» EXERCISE DATA:

────

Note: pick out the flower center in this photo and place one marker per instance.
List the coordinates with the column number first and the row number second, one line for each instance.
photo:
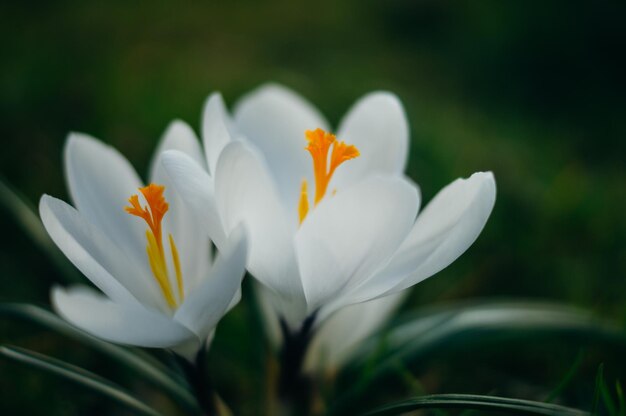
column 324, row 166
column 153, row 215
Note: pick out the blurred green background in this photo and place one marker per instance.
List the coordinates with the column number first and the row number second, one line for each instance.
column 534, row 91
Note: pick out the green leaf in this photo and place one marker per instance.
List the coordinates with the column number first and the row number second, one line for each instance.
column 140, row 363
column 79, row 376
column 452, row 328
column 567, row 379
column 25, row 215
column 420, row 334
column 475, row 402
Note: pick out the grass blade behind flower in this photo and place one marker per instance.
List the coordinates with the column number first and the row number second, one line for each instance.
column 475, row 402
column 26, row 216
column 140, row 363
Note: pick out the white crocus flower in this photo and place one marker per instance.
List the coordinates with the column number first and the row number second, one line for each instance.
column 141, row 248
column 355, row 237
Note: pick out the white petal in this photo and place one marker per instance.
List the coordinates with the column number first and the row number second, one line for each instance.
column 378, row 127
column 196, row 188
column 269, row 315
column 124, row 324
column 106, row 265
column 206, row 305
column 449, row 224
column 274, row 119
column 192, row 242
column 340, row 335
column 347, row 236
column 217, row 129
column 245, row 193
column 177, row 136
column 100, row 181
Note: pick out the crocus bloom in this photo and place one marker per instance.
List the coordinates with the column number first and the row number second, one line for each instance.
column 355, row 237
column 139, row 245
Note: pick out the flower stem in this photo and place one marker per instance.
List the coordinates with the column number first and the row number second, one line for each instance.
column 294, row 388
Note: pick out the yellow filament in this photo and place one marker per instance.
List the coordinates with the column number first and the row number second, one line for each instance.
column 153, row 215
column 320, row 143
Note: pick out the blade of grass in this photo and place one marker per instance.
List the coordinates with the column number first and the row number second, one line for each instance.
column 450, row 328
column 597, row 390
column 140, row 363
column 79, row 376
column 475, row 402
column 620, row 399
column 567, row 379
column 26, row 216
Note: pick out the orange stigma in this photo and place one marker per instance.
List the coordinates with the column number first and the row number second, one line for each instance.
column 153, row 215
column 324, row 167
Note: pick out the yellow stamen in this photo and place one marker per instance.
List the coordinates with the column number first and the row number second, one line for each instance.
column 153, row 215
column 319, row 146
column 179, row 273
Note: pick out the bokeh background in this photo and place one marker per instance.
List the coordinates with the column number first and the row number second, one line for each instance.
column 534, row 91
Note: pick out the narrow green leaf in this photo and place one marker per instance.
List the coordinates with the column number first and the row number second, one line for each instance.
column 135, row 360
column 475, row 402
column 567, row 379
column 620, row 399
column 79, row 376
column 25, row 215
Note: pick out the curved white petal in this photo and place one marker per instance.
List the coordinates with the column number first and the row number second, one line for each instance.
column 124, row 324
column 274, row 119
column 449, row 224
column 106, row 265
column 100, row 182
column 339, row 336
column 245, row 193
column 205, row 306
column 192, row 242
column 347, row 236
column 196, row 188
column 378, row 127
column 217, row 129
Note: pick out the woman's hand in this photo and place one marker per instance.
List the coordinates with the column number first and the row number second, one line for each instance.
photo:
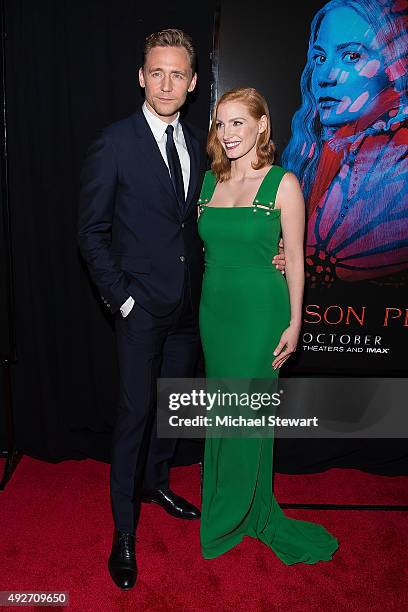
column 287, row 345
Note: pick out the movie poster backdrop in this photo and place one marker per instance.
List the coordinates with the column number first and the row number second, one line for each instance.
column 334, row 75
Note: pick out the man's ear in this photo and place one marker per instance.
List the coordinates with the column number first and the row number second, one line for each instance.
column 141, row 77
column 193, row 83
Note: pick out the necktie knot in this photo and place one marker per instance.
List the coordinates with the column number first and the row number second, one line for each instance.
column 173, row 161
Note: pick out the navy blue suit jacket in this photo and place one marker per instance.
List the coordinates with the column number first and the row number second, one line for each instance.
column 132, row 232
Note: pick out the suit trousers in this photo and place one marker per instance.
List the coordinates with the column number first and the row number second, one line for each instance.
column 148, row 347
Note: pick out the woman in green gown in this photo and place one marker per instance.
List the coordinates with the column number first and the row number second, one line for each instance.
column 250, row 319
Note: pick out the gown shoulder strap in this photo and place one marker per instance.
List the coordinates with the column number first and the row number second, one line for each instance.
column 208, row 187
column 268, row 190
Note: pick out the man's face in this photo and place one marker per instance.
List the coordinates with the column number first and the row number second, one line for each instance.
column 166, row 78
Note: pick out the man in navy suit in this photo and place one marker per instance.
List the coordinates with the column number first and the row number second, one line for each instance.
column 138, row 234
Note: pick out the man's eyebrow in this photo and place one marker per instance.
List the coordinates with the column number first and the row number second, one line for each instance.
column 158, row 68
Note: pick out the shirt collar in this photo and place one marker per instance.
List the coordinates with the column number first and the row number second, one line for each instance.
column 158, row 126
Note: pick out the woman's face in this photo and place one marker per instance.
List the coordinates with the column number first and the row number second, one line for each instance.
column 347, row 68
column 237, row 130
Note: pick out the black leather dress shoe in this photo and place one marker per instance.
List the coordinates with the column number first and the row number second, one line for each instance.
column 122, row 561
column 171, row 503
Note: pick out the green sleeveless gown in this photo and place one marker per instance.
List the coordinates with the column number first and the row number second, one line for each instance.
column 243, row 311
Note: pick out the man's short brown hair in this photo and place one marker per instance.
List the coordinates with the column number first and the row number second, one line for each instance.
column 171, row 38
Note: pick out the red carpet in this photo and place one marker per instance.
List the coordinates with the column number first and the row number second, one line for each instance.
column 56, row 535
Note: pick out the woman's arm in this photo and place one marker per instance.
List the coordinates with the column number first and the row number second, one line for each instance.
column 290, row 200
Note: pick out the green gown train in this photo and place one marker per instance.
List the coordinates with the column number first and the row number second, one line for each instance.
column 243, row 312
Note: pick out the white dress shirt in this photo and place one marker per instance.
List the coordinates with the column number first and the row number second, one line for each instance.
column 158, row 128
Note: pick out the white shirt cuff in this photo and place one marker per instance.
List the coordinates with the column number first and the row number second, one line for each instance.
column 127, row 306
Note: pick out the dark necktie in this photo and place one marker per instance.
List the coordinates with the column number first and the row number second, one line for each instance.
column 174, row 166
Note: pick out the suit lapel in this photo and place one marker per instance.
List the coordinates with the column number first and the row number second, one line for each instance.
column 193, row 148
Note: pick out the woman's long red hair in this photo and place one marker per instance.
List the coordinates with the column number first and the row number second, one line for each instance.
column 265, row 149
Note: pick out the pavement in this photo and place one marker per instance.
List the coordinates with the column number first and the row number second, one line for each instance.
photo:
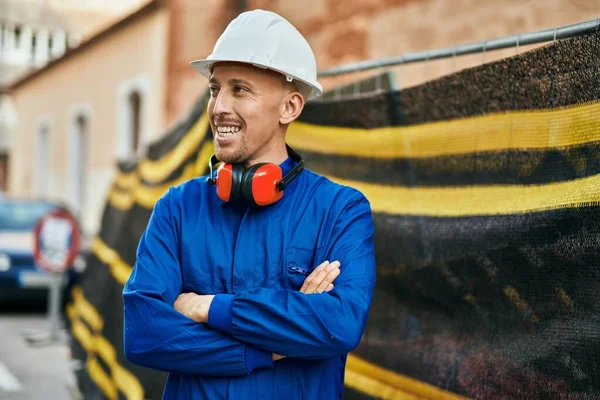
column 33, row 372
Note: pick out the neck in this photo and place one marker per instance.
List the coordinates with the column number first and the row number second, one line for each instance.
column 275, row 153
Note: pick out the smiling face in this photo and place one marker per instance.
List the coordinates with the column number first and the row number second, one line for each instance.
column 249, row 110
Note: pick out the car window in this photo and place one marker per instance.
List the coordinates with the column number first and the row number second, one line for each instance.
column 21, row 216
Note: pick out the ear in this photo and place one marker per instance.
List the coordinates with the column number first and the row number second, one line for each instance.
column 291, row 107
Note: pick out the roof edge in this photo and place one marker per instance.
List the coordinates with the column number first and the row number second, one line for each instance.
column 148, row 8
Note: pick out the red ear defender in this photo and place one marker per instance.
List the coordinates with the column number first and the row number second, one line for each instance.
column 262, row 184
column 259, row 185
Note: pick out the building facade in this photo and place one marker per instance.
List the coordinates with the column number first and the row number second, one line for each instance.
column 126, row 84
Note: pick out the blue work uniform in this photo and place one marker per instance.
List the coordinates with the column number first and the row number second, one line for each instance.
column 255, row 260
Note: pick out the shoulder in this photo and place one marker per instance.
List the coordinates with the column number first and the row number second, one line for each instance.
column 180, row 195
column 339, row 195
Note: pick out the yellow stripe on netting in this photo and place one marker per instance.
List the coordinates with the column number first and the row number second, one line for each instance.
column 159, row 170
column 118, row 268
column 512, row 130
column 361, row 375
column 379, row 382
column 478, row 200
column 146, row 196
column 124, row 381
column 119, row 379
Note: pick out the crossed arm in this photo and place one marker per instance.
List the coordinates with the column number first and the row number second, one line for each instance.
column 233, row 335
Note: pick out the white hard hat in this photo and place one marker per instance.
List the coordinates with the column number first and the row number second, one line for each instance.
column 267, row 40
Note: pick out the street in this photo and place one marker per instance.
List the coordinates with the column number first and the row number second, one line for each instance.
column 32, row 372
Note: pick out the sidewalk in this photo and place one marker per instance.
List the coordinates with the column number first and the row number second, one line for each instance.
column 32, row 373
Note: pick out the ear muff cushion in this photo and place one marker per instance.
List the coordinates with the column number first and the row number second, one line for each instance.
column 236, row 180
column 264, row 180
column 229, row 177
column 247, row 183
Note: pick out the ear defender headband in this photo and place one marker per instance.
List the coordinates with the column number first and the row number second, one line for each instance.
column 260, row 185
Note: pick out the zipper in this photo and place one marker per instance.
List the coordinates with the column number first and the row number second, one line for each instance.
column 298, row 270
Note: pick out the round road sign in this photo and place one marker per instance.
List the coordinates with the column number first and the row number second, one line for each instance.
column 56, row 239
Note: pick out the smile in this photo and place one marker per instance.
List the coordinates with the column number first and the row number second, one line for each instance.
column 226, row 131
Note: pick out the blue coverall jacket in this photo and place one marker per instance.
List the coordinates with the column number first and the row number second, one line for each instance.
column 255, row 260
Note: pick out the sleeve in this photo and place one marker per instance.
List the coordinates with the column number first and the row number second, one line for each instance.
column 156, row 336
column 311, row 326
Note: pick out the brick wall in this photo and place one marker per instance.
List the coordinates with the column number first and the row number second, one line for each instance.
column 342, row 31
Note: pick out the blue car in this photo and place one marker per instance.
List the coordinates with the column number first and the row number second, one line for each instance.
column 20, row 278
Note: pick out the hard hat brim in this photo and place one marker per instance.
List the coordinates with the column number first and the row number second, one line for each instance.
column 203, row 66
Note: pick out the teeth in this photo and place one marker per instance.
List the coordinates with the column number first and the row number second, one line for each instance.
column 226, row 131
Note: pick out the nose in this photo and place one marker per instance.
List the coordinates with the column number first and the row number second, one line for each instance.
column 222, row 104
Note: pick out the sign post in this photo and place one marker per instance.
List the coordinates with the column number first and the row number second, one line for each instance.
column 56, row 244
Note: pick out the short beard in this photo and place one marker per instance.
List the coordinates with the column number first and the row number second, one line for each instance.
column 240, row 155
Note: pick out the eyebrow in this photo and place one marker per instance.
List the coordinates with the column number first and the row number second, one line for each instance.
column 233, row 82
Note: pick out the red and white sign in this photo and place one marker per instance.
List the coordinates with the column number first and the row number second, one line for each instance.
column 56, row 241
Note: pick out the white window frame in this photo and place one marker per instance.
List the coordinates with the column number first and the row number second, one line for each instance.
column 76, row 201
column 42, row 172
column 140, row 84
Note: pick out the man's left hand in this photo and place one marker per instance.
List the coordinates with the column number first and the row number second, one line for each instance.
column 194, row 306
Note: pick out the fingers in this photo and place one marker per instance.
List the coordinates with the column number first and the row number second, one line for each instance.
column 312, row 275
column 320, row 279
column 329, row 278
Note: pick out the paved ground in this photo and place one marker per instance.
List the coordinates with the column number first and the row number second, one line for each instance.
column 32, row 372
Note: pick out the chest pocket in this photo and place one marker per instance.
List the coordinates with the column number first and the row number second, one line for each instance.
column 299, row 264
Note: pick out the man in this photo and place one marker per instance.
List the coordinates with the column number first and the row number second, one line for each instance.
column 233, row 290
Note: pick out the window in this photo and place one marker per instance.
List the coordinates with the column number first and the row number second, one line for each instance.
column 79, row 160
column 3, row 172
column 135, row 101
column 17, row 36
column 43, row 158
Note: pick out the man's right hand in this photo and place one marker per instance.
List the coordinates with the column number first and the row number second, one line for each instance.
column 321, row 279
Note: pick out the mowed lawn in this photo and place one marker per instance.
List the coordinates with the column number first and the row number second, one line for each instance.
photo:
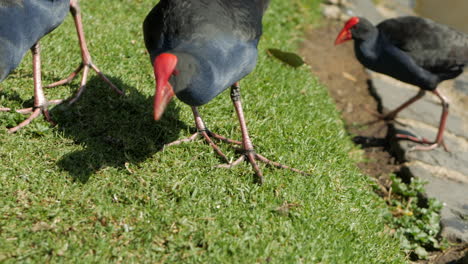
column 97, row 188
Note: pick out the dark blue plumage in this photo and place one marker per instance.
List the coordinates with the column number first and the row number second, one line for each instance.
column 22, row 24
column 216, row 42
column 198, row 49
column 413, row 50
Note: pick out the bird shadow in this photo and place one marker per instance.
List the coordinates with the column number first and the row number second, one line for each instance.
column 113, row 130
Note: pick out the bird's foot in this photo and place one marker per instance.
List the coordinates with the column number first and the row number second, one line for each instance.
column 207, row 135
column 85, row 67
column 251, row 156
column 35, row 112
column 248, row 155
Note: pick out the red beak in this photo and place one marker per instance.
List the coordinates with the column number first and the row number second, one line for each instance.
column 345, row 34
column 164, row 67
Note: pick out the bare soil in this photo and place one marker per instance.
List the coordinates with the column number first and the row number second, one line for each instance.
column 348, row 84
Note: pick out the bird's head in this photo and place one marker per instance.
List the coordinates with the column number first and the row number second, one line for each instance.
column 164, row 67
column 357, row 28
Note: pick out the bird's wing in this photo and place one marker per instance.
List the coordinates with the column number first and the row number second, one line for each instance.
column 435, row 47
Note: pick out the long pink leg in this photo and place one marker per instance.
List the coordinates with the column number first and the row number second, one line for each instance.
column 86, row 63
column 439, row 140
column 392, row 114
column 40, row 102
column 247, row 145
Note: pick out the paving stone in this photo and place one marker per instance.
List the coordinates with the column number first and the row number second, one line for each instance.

────

» EXERCISE AIM:
Turn the lines of the records above, from the line containing "Note: pick out the sign" through the line containing "column 240, row 155", into a Markdown table with the columns Index and Text. Include both end lines, number the rows in order, and leave out any blank lines.

» EXPECTED OUTPUT:
| Index | Text |
|---|---|
| 1 | Note: pick out the sign post in this photo and place one marker per instance. |
| 2 | List the coordinates with the column number first and the row number second, one line for each instance. |
| 3 | column 56, row 244 |
| 4 | Note: pick out the short beard in this photo and place one marker per instance. |
| 5 | List the coordinates with the column number first and the row number second, one line for each instance. |
| 6 | column 240, row 155 |